- _Trecho do texto_
↓↓↓
Malagodi e Marques (2007) ao analisarem a trajetória de três jovens de assentamentos

do município de Pilões, estado da Paraíba, conclui que em dois casos estudados os motivos

que levaram aos processos migratórios foi a falta de renda monetária para suprir as

necessidades dos jovens e que em um dos casos analisados, há uma decepção com o trabalho

assalariado na cidade, que nesse caso está associado a uma experiência de exploração intensa

da força de trabalho, causando assim uma decepção ou frustração com a experiência.

Outras estratégias também são descritas pelas organizações como o envolvimento de

grupos de jovens na elaboração de planos de ação voltados para os próprios jovens, a

implicação dos jovens na gestão de projetos que beneficiam eles próprios, o incentivo para a

formação profissional no campo da ciência agrária, e o estímulo ao acesso de políticas como o

PRONAF, e apenas uma refere-se à estratégia de garantir um equilíbrio de participação entre

jovens e adultos em suas atividades.
↑↑↑
- _Tarefa proposta 1_
Identifique e copie todas as linhas dos registros que contêm a palavra "sesame". Diferencie maiúsculas de minúsculas.

- _Dados do exercício_
↓↓↓
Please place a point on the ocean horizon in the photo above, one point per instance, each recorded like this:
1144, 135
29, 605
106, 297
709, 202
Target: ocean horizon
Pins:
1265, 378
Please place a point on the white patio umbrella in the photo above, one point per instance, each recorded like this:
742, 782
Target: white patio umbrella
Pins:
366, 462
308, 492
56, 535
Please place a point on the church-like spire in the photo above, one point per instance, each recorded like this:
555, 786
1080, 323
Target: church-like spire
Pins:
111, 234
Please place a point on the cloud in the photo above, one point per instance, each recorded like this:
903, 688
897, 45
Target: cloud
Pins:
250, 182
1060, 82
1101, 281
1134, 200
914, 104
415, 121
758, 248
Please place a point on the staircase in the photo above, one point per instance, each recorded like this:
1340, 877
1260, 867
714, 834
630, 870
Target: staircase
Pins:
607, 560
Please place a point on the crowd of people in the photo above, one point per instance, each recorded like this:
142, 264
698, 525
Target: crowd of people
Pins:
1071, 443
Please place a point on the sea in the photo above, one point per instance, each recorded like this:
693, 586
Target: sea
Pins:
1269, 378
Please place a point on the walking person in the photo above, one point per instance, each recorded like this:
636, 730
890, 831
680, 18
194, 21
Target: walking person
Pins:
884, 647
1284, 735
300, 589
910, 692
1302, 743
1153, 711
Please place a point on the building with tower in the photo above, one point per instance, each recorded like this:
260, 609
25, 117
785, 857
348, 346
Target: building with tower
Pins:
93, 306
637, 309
↑↑↑
↓↓↓
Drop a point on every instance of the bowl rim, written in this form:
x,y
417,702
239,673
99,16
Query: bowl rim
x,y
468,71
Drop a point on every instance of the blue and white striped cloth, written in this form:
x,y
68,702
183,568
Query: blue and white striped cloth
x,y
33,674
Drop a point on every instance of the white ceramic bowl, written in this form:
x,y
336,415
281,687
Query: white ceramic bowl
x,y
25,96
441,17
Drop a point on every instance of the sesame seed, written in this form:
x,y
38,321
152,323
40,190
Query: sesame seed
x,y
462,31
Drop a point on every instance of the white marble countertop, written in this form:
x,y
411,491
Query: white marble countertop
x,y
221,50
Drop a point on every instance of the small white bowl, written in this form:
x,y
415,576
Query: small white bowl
↑↑↑
↓↓↓
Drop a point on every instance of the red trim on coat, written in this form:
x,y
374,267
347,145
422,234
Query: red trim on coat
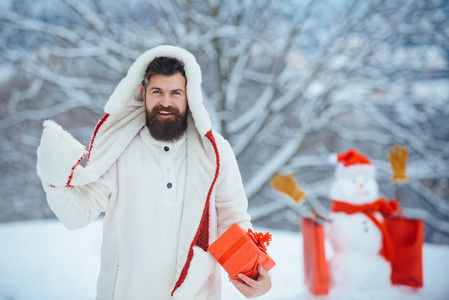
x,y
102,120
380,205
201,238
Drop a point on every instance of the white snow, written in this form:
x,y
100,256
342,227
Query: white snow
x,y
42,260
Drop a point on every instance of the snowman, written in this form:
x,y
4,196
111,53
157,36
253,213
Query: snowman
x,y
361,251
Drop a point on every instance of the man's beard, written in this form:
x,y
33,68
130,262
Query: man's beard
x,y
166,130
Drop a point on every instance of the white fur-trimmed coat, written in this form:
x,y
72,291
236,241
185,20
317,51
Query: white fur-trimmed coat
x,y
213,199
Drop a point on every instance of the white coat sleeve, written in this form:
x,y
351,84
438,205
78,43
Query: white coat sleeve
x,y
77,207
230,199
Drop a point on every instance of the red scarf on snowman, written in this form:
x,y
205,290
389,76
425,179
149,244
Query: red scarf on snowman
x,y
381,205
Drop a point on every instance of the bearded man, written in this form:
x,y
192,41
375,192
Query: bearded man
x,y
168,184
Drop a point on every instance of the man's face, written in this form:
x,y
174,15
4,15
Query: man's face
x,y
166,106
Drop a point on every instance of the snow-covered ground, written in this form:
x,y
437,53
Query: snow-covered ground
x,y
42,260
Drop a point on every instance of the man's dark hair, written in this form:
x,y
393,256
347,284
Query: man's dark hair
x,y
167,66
↑↑↑
- _Tarefa proposta 2_
Traduza para o inglês esta frase do trecho sobre jovens de assentamentos: "Outras estratégias também são descritas pelas organizações como o envolvimento de grupos de jovens na elaboração de planos de ação voltados para os próprios jovens, a implicação dos jovens na gestão de projetos que beneficiam eles próprios, o incentivo para a formação profissional no campo da ciência agrária, e o estímulo ao acesso de políticas como o PRONAF, e apenas uma refere-se à estratégia de garantir um equilíbrio de participação entre jovens e adultos em suas atividades."

- _Solução 1_
Drop a point on every instance of the sesame seed, written in this form:
Query: sesame seed

- _Solução 2_
Other strategies are also described by the organizations, such as the involvement of youth groups in drawing up action plans aimed at the young people themselves, the engagement of young people in managing projects that benefit them, the encouragement of professional training in the field of agrarian science, and the promotion of access to policies such as PRONAF, and only one refers to the strategy of ensuring a balance of participation between young people and adults in their activities.